▸ **Exercise details**
Can you transcribe the data exactly? Leave the pictures out.

:: Exercise inputs

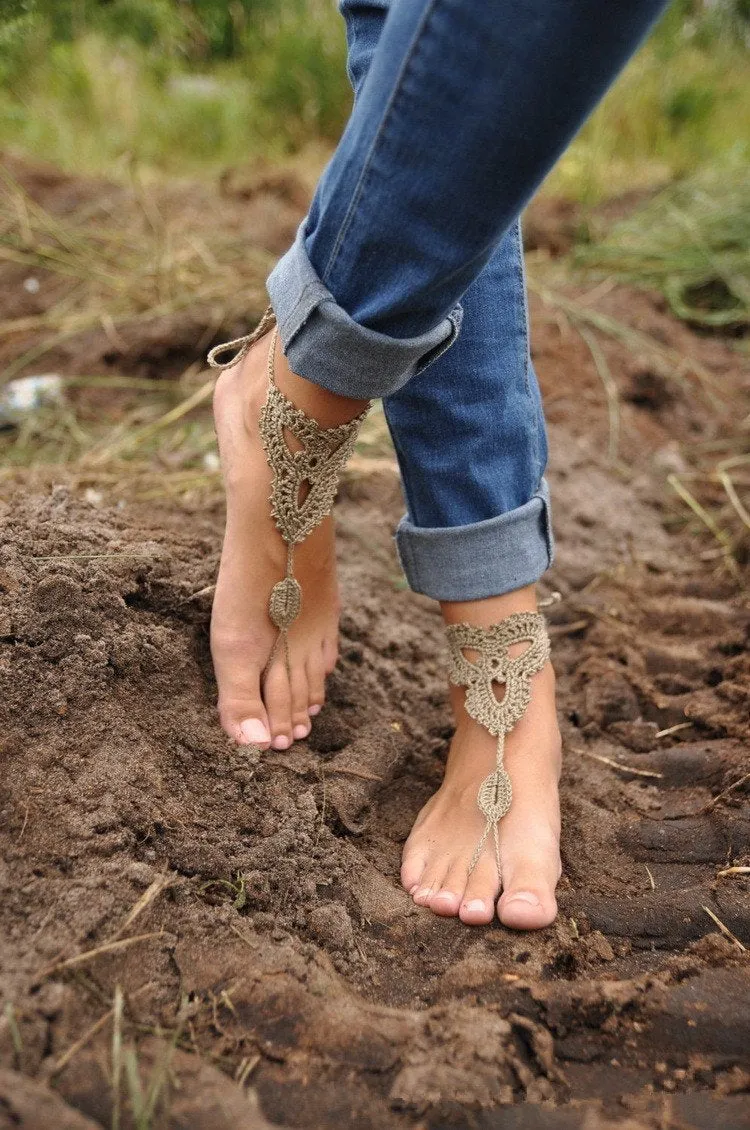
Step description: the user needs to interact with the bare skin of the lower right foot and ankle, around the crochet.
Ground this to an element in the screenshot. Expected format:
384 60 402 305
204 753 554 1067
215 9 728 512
401 586 560 930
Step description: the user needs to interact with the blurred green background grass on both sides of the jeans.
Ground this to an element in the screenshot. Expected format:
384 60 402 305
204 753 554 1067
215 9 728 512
0 0 750 197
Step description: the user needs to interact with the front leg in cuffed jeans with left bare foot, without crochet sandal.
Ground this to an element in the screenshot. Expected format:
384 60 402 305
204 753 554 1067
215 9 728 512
212 0 661 786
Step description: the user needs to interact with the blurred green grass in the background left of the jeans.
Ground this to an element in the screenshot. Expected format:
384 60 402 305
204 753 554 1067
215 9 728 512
0 0 350 176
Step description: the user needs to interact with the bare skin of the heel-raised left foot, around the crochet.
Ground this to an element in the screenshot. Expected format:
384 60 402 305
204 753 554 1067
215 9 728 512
211 336 366 749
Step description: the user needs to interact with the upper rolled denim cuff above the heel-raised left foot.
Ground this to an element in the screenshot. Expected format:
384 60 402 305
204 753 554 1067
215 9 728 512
267 223 462 400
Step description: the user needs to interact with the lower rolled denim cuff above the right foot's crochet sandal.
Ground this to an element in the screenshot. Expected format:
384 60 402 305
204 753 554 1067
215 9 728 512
395 479 555 601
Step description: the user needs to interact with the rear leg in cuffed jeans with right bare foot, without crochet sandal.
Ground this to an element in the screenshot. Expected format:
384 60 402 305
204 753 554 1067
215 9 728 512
384 236 560 929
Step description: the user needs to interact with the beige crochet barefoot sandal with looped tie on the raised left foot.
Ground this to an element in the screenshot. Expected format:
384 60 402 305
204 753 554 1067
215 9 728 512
208 306 367 676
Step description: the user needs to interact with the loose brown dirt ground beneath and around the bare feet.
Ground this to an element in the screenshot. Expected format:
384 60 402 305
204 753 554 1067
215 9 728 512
0 159 750 1130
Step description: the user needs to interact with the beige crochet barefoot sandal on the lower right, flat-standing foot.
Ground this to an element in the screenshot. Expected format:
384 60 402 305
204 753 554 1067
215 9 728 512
447 612 549 875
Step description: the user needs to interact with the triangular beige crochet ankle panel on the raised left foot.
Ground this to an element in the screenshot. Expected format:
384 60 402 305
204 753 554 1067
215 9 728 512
260 382 364 546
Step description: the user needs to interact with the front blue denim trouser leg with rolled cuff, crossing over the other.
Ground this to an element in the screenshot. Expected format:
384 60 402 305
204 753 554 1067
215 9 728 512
269 0 665 398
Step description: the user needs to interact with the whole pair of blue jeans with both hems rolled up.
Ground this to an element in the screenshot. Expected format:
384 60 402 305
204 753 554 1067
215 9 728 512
268 0 665 600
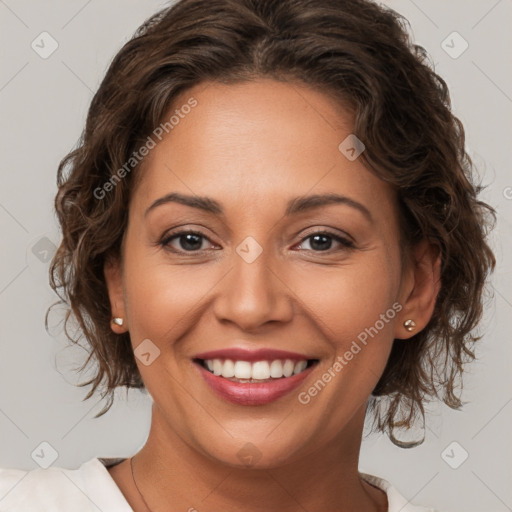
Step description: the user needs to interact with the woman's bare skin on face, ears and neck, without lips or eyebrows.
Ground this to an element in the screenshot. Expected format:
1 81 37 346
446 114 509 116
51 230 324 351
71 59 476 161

::::

▸ **Task solution**
Step description: the user needs to interact with the bare skin of the lower right foot and ankle, around the crochet.
Ground this to an element in the screenshot. Expected format:
384 60 402 305
204 753 554 1067
215 9 728 512
401 586 560 930
Step description: the user needs to interact with the blurred green background grass on both sides of the jeans.
Ground this to an element in the screenshot. Expected format:
384 60 402 305
204 753 554 1067
215 9 728 512
0 0 750 197
Step description: the user needs to interact with the front leg in cuffed jeans with left bare foot, without crochet sandal.
Ground this to an element in the screenshot. Expected format:
384 60 402 305
204 753 554 1067
215 9 728 512
212 0 661 786
Step description: the user needs to interact with the blurred green grass in the background left of the jeans.
Ground this to an element in the screenshot. Expected format:
384 60 402 305
204 753 554 1067
215 9 728 512
0 0 350 176
Step description: the user needs to interact with the bare skin of the heel-raised left foot, around the crochet.
Ground this to an element in the screenshot. Expected format:
384 60 402 305
204 753 554 1067
215 9 728 512
211 336 366 749
Step description: the user needs to interact with the upper rolled denim cuff above the heel-raised left foot.
Ground this to an element in the screenshot. Expected format:
384 60 402 305
204 753 554 1067
215 9 728 512
267 223 462 400
Step description: the user needs to interact with the lower rolled denim cuff above the right foot's crochet sandal.
Ground this to an element in the screenshot. Expected format:
384 60 402 305
204 753 554 1067
215 9 728 512
395 479 555 601
Step description: the user needs to interact with the rear leg in cuffed jeans with right bare foot, without crochet sandal.
Ground this to an element in the screenshot. Expected format:
384 60 402 305
204 753 554 1067
215 9 728 512
384 236 560 929
Step description: the user needs to interact with the beige crochet barefoot sandal with looped tie on the raised left foot.
Ground this to an element in the screenshot. Expected format:
384 60 402 305
204 753 554 1067
215 9 728 512
208 306 367 676
Step description: the user needs to interact with the loose brown dirt ground beneath and around the bare feet.
Ground this to an element in the screenshot. Expected format:
384 60 402 305
204 753 554 1067
215 9 728 512
0 159 750 1130
Step description: the user needs to interact with the beige crochet barefoot sandal on the lower right, flat-standing foot.
Ground this to an element in the screenshot. Expected format:
384 60 402 305
204 753 554 1067
215 9 728 512
447 612 549 875
Step description: the user needs to interact with the triangular beige crochet ankle panel on the raised left foot.
Ground this to an element in the screenshot. Expected format:
384 60 402 305
204 753 554 1067
215 9 728 512
260 382 364 546
Step description: the user needs to interact with the front blue denim trouser leg with rolled cuff, crossing over the other.
Ground this to an element in the screenshot. Expected format:
384 60 402 305
204 753 554 1067
215 9 728 512
269 0 665 398
Step description: the user needs to interact with the whole pair of blue jeans with both hems rolled up.
Ground this to an element in the screenshot. Expected format:
384 60 402 305
204 753 554 1067
215 9 728 512
268 0 665 600
Step description: the user needs to interact with the woman's bare skin on face, ears and neck, without lips or eyebrows.
Ground this to an element in the screenshot. Expected format:
1 81 37 346
446 114 509 116
51 230 324 351
71 59 476 161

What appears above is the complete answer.